**Tu tarea**.
Busca en los datos de abajo todas las líneas que tienen la palabra "background" y cópialas completas, una por renglón.

**Datos de entrada**.
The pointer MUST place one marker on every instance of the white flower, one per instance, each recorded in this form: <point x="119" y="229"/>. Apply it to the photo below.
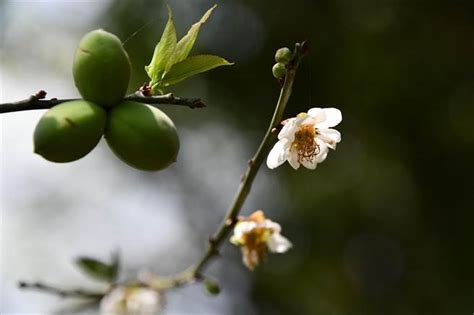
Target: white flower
<point x="131" y="301"/>
<point x="256" y="235"/>
<point x="306" y="139"/>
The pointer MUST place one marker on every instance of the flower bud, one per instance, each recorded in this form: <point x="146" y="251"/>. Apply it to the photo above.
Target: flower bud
<point x="283" y="55"/>
<point x="142" y="136"/>
<point x="212" y="287"/>
<point x="279" y="70"/>
<point x="69" y="131"/>
<point x="101" y="68"/>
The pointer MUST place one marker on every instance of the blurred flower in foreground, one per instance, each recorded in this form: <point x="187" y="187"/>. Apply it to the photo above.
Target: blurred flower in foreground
<point x="256" y="235"/>
<point x="306" y="139"/>
<point x="132" y="301"/>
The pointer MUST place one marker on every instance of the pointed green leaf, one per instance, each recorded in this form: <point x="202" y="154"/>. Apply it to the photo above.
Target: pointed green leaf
<point x="192" y="66"/>
<point x="186" y="43"/>
<point x="98" y="270"/>
<point x="164" y="51"/>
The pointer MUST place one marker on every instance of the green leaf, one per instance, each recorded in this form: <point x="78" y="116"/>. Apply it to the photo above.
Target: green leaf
<point x="186" y="43"/>
<point x="99" y="270"/>
<point x="192" y="66"/>
<point x="164" y="51"/>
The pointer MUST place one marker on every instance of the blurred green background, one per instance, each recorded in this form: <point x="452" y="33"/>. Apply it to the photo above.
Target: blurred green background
<point x="385" y="224"/>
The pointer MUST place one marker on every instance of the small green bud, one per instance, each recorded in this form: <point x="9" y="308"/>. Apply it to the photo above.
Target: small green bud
<point x="283" y="55"/>
<point x="279" y="70"/>
<point x="69" y="131"/>
<point x="101" y="68"/>
<point x="142" y="136"/>
<point x="212" y="287"/>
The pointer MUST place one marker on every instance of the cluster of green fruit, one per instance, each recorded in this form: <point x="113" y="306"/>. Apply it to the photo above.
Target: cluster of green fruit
<point x="282" y="57"/>
<point x="140" y="135"/>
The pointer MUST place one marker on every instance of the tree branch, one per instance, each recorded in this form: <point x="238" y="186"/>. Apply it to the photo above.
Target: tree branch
<point x="195" y="272"/>
<point x="37" y="101"/>
<point x="75" y="293"/>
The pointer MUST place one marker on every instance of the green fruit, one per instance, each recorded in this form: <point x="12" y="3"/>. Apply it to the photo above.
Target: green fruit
<point x="142" y="136"/>
<point x="101" y="68"/>
<point x="279" y="70"/>
<point x="283" y="55"/>
<point x="69" y="131"/>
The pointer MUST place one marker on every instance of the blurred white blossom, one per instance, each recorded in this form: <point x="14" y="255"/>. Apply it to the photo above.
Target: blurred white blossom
<point x="256" y="235"/>
<point x="306" y="139"/>
<point x="132" y="301"/>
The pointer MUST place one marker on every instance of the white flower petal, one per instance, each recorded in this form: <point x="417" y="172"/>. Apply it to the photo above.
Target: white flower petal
<point x="333" y="116"/>
<point x="318" y="114"/>
<point x="137" y="301"/>
<point x="278" y="244"/>
<point x="288" y="130"/>
<point x="269" y="224"/>
<point x="144" y="301"/>
<point x="323" y="151"/>
<point x="309" y="164"/>
<point x="330" y="136"/>
<point x="277" y="155"/>
<point x="244" y="227"/>
<point x="293" y="159"/>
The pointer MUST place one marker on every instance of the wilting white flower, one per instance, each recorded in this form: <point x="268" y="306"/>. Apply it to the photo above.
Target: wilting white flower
<point x="256" y="235"/>
<point x="306" y="139"/>
<point x="132" y="301"/>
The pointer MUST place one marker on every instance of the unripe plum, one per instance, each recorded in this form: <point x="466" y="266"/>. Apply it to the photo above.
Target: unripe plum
<point x="69" y="131"/>
<point x="101" y="68"/>
<point x="142" y="136"/>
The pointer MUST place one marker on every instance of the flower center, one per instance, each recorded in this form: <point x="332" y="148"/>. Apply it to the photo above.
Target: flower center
<point x="305" y="143"/>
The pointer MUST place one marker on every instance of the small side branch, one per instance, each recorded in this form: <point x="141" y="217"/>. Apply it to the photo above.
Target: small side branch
<point x="37" y="101"/>
<point x="63" y="293"/>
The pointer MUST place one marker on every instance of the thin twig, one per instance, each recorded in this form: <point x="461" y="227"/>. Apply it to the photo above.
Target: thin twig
<point x="38" y="102"/>
<point x="195" y="271"/>
<point x="64" y="293"/>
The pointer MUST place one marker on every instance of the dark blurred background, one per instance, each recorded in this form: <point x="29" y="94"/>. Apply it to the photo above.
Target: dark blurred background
<point x="385" y="224"/>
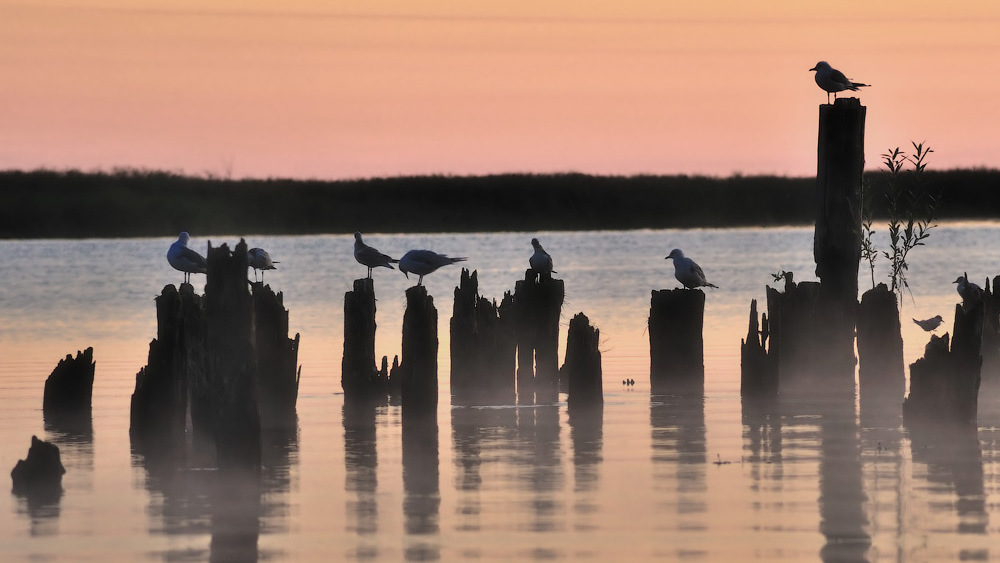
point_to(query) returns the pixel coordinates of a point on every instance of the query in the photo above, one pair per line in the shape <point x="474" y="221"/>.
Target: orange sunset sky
<point x="346" y="89"/>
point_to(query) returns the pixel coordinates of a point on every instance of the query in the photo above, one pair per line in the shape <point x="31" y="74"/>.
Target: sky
<point x="369" y="88"/>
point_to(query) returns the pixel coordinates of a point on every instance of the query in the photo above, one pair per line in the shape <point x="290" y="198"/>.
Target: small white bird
<point x="423" y="262"/>
<point x="259" y="259"/>
<point x="930" y="324"/>
<point x="970" y="292"/>
<point x="833" y="81"/>
<point x="186" y="260"/>
<point x="540" y="261"/>
<point x="368" y="256"/>
<point x="687" y="271"/>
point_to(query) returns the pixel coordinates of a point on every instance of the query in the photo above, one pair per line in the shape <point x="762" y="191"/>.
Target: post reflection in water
<point x="679" y="464"/>
<point x="421" y="488"/>
<point x="189" y="497"/>
<point x="361" y="476"/>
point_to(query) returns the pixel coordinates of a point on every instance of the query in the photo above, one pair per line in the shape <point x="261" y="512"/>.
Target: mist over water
<point x="667" y="476"/>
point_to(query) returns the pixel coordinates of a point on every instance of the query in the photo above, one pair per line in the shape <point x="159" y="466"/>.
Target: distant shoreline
<point x="143" y="203"/>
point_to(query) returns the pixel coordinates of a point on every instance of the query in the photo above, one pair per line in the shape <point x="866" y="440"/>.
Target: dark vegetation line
<point x="138" y="203"/>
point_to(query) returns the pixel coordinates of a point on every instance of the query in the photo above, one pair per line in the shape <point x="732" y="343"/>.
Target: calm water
<point x="700" y="479"/>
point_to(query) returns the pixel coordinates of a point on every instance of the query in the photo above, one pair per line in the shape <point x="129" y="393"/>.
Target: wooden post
<point x="277" y="359"/>
<point x="944" y="384"/>
<point x="418" y="366"/>
<point x="538" y="305"/>
<point x="359" y="378"/>
<point x="758" y="372"/>
<point x="232" y="365"/>
<point x="880" y="349"/>
<point x="582" y="370"/>
<point x="837" y="241"/>
<point x="676" y="345"/>
<point x="482" y="343"/>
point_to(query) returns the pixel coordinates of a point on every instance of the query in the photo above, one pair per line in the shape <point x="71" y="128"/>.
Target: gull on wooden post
<point x="259" y="259"/>
<point x="186" y="260"/>
<point x="370" y="257"/>
<point x="930" y="324"/>
<point x="970" y="292"/>
<point x="423" y="262"/>
<point x="833" y="81"/>
<point x="687" y="271"/>
<point x="540" y="261"/>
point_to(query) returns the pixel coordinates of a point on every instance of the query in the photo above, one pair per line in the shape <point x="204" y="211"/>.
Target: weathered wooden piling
<point x="758" y="370"/>
<point x="70" y="386"/>
<point x="582" y="369"/>
<point x="160" y="400"/>
<point x="944" y="384"/>
<point x="277" y="359"/>
<point x="676" y="344"/>
<point x="802" y="326"/>
<point x="417" y="370"/>
<point x="991" y="336"/>
<point x="841" y="161"/>
<point x="40" y="473"/>
<point x="232" y="365"/>
<point x="537" y="306"/>
<point x="880" y="347"/>
<point x="482" y="342"/>
<point x="359" y="377"/>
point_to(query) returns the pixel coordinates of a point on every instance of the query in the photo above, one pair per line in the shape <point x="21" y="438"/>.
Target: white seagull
<point x="368" y="256"/>
<point x="970" y="292"/>
<point x="423" y="262"/>
<point x="186" y="260"/>
<point x="930" y="324"/>
<point x="259" y="259"/>
<point x="687" y="271"/>
<point x="833" y="81"/>
<point x="540" y="261"/>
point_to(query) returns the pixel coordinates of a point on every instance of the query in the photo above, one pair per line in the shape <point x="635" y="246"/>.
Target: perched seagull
<point x="259" y="259"/>
<point x="687" y="272"/>
<point x="423" y="262"/>
<point x="930" y="324"/>
<point x="370" y="257"/>
<point x="540" y="261"/>
<point x="186" y="260"/>
<point x="970" y="292"/>
<point x="833" y="81"/>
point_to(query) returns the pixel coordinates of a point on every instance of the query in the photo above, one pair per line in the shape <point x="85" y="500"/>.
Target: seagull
<point x="186" y="260"/>
<point x="687" y="272"/>
<point x="930" y="324"/>
<point x="540" y="261"/>
<point x="423" y="262"/>
<point x="970" y="292"/>
<point x="259" y="259"/>
<point x="370" y="257"/>
<point x="833" y="81"/>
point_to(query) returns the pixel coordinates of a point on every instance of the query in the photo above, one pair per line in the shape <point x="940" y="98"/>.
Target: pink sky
<point x="318" y="89"/>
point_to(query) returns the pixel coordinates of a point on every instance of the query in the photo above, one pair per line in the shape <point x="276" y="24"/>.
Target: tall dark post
<point x="482" y="343"/>
<point x="359" y="377"/>
<point x="676" y="344"/>
<point x="538" y="304"/>
<point x="418" y="366"/>
<point x="583" y="364"/>
<point x="232" y="364"/>
<point x="837" y="242"/>
<point x="277" y="359"/>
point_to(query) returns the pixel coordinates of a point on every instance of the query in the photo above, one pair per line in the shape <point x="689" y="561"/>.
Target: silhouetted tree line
<point x="136" y="203"/>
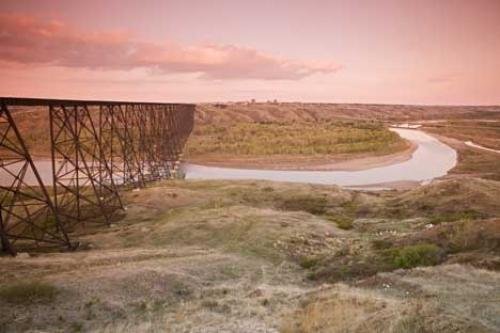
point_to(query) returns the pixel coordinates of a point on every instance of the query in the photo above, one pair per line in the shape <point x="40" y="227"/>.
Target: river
<point x="431" y="159"/>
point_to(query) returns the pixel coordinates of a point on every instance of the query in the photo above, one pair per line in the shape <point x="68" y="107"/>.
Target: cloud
<point x="443" y="78"/>
<point x="28" y="40"/>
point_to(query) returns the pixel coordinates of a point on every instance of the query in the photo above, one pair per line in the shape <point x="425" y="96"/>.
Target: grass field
<point x="222" y="256"/>
<point x="306" y="139"/>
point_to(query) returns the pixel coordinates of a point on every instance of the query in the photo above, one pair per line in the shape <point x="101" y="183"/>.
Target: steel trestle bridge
<point x="96" y="148"/>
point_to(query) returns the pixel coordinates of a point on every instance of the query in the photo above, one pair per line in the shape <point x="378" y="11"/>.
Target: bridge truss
<point x="96" y="148"/>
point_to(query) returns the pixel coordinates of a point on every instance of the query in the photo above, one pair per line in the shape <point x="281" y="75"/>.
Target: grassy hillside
<point x="214" y="256"/>
<point x="306" y="139"/>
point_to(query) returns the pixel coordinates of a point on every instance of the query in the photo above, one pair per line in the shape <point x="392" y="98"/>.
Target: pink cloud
<point x="28" y="40"/>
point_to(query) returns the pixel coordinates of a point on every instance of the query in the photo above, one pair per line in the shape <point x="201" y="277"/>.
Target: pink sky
<point x="372" y="51"/>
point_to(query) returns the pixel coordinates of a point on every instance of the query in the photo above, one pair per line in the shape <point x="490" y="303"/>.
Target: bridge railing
<point x="89" y="149"/>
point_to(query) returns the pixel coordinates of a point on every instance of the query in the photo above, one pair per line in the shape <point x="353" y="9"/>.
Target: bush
<point x="343" y="222"/>
<point x="466" y="215"/>
<point x="316" y="205"/>
<point x="414" y="255"/>
<point x="28" y="292"/>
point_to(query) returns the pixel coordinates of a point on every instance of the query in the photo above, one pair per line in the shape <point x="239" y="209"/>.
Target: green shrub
<point x="414" y="255"/>
<point x="308" y="262"/>
<point x="28" y="292"/>
<point x="381" y="244"/>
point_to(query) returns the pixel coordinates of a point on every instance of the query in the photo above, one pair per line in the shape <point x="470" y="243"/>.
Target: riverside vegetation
<point x="222" y="256"/>
<point x="254" y="256"/>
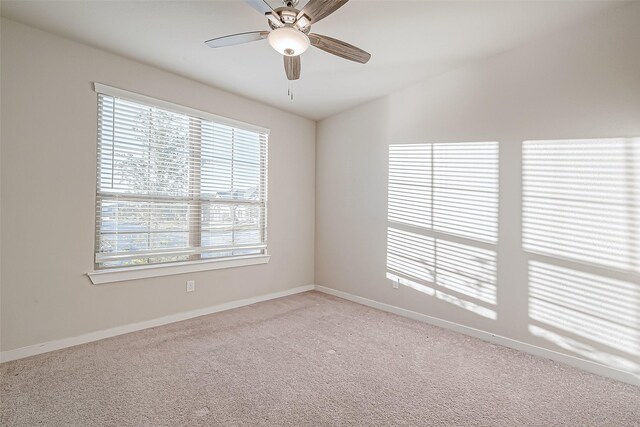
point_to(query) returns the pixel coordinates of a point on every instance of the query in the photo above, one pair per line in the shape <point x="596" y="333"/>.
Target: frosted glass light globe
<point x="288" y="41"/>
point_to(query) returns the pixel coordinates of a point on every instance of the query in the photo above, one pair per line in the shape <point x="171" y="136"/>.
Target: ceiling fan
<point x="291" y="34"/>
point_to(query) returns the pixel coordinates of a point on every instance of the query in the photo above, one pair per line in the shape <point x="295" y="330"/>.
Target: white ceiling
<point x="408" y="40"/>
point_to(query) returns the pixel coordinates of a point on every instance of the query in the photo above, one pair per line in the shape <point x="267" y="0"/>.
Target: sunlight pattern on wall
<point x="581" y="200"/>
<point x="581" y="216"/>
<point x="598" y="308"/>
<point x="443" y="221"/>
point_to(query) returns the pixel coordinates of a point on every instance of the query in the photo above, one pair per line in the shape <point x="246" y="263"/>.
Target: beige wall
<point x="583" y="82"/>
<point x="48" y="193"/>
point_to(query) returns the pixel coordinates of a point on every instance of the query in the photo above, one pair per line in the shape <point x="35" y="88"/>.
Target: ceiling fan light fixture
<point x="288" y="41"/>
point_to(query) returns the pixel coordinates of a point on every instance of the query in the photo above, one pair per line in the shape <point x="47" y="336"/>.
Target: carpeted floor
<point x="307" y="359"/>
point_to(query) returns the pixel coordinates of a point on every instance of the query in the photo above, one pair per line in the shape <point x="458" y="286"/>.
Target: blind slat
<point x="174" y="186"/>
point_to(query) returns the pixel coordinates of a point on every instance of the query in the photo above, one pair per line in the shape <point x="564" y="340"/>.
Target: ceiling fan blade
<point x="339" y="48"/>
<point x="292" y="67"/>
<point x="315" y="10"/>
<point x="260" y="5"/>
<point x="234" y="39"/>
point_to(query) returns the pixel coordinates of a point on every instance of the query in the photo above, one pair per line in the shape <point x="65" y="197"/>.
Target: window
<point x="443" y="222"/>
<point x="176" y="185"/>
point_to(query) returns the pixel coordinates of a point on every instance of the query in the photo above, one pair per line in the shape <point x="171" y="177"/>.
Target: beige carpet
<point x="308" y="359"/>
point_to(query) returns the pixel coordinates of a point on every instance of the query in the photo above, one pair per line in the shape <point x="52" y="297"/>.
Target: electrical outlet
<point x="191" y="285"/>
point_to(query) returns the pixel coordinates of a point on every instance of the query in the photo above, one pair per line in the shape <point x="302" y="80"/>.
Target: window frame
<point x="193" y="264"/>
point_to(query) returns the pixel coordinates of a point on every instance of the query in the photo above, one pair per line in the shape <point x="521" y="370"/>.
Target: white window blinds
<point x="176" y="186"/>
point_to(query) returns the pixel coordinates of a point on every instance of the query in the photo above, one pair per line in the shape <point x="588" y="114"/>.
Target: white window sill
<point x="142" y="272"/>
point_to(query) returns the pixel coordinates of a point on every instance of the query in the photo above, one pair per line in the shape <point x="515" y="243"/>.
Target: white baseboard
<point x="576" y="362"/>
<point x="46" y="347"/>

**Respuesta escrita**.
The pointer MUST place one marker on every instance of the blurred green background, one per instance, each recorded in this form: <point x="452" y="33"/>. Apply it to the photo above.
Target: blurred green background
The pointer MUST place one marker on every instance of the dark blurred background, one per instance, each recorded in this form: <point x="29" y="94"/>. Apply it to the photo above.
Target: dark blurred background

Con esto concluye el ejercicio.